- [DOCUMENT EXCERPT]
>>>

Improved patient outcomes
More efficient and complete billing
Dr. Marco Ferretti, whose interest in technology started as a child, has been working with computers for over 30 years. Since seeing an electronic medical record for the first time almost 15 years ago, his goal has been to have a practice with an EHR. He first got the practice to start with electronic booking, and then to use "templates" in Microsoft Word for well child visits and sick visits. Now, he has had a fully functional EHR for three years. Dr. Ferretti was driven by his belief that an EHR would provide better patient care and that the industry was going to start offering incentives and higher reimbursement rates for physicians utilizing an EHR. "I wasn't positive, but I felt the industry was moving in that direction," he says. "Now we know that certainly is the case."
"Ultimately, our system has more than paid for itself. Even within the first year we saw no net drop in our bottom line."

<<<

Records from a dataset
>>>

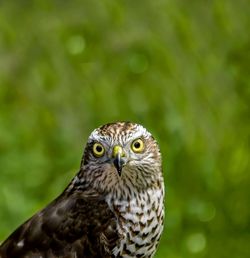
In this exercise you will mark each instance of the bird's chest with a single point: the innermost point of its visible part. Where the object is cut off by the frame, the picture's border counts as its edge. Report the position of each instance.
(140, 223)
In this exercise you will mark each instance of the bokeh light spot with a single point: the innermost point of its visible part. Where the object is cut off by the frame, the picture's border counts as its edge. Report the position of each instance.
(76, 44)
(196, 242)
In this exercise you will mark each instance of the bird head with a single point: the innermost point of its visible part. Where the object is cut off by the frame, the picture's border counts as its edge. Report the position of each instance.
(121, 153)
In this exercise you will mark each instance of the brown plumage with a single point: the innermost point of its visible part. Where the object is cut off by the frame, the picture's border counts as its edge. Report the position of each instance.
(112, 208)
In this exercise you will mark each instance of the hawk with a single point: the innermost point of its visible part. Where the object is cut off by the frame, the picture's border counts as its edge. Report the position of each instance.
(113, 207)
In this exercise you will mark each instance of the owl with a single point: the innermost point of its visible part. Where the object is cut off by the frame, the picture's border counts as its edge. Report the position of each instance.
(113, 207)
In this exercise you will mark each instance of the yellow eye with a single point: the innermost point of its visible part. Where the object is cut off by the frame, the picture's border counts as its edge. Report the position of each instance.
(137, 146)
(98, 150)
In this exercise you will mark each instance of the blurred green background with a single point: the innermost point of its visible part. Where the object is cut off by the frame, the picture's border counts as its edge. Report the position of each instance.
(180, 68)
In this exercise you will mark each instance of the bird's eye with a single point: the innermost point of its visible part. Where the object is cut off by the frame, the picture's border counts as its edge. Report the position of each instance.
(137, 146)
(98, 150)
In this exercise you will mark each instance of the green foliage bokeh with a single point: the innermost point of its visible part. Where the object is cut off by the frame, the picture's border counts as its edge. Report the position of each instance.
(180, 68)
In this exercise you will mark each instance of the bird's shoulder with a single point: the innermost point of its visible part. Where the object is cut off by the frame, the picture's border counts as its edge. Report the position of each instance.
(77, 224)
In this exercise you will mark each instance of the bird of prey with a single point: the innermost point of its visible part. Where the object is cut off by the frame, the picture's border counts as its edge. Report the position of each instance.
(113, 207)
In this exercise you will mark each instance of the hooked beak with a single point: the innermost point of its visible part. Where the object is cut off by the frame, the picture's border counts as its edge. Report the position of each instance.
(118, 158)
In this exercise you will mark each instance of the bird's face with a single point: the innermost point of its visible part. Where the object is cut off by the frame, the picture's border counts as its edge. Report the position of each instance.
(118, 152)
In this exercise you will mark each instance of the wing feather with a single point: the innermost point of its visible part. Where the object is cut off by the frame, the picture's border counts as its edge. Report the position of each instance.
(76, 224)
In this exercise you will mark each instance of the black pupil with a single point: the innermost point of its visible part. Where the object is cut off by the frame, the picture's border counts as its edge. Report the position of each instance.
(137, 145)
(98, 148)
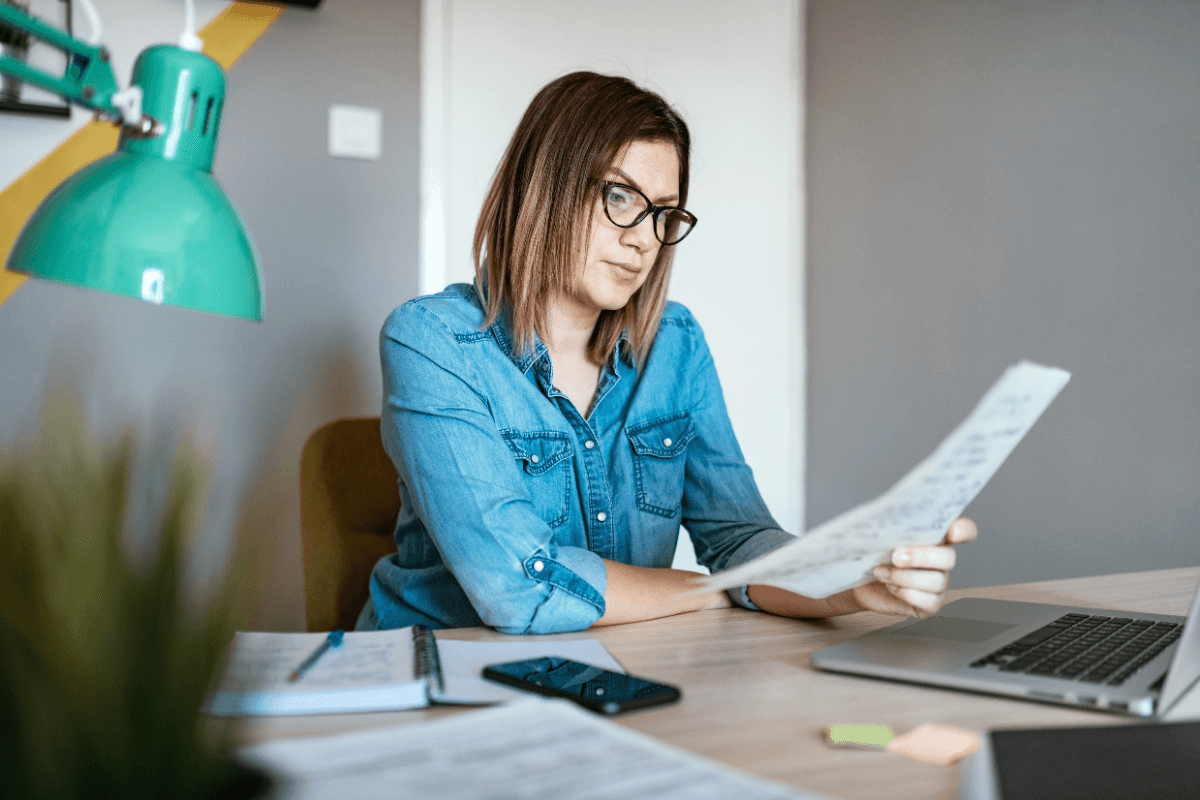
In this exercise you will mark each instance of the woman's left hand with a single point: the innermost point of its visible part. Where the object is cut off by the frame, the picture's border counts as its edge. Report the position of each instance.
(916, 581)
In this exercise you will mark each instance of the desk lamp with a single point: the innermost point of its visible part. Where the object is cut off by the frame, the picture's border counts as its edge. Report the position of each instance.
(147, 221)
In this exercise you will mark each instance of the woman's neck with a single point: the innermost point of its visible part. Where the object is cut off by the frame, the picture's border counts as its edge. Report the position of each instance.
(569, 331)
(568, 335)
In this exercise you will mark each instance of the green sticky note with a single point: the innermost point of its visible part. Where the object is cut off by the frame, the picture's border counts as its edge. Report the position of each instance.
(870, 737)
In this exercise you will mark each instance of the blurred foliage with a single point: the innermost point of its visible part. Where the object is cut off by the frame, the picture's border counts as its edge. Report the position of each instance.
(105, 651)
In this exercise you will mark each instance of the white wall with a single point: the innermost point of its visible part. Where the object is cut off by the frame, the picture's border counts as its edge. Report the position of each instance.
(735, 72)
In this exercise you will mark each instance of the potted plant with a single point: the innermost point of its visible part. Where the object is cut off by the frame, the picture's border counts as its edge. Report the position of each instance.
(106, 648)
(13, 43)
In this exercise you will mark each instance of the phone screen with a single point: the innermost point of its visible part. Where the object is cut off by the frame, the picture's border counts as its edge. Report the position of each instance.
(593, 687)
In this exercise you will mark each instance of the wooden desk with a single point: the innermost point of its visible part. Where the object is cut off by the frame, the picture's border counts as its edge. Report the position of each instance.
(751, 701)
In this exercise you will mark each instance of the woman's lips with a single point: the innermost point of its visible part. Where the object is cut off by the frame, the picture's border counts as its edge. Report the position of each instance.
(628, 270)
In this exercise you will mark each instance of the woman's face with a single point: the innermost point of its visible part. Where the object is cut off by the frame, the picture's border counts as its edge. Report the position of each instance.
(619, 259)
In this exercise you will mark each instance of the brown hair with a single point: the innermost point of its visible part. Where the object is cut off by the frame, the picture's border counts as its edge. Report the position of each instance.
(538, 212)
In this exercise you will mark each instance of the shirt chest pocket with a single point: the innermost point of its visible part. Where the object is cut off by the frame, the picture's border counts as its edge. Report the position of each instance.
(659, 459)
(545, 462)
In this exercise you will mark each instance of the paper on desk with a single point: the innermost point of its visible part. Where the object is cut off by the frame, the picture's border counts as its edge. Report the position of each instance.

<<<

- [EXERCISE INSTRUCTIONS]
A. In the piece about Dr. Ferretti's electronic health records, how long has his practice had a fully working EHR?
B. Carry on the piece about Dr. Ferretti's move to electronic health records, picking up right after its last quote.

- [ANSWERS BY TASK]
A. Three years.

B.
Dr. Ferretti began going to vendor fairs to see how some of the different EHRs worked. He helped Rhode Island Primary Care and Women and Infants hospital to evaluate EHRs for their organizations, then began to consider what was best for his practice. "We had to replace our current billing system, and this seemed an ideal time to convert to an EHR. The cost of a new billing system ($35,000) was almost the same cost as a whole new EHR ($50,000)."
The selection process had many pieces. "We needed a program that we could customize to meet the needs of our practice and physician work flow. Not everyone uses the EHR in the same way—it comes down to how you work as an individual. Are you going to type, dictate, use speech recognition software, or use a tablet? Are you going to use mostly preformatted templates or free text? Does the EHR have the flexibility to let different individuals within a practice do things differently?"
Dr. Ferretti advises anyone selecting an EHR to create a short list of vendor questions and ask each vendor the same questions. "You want them to be specific and relevant to your workflow. For example:
- How easy is it to access growth charts?
- Do the growth charts have height and weight on the same page?
- Can you plot BMI?
- How do you document developmental information?
- Can you import demographics and immunizations into your EHR?
- Does your EHR allow for easy customization of prescriptions?
- Does your EHR allow for liquid and/or complicated prescriptions?
Ultimately we selected eClinicalWorks EHR as our best fit."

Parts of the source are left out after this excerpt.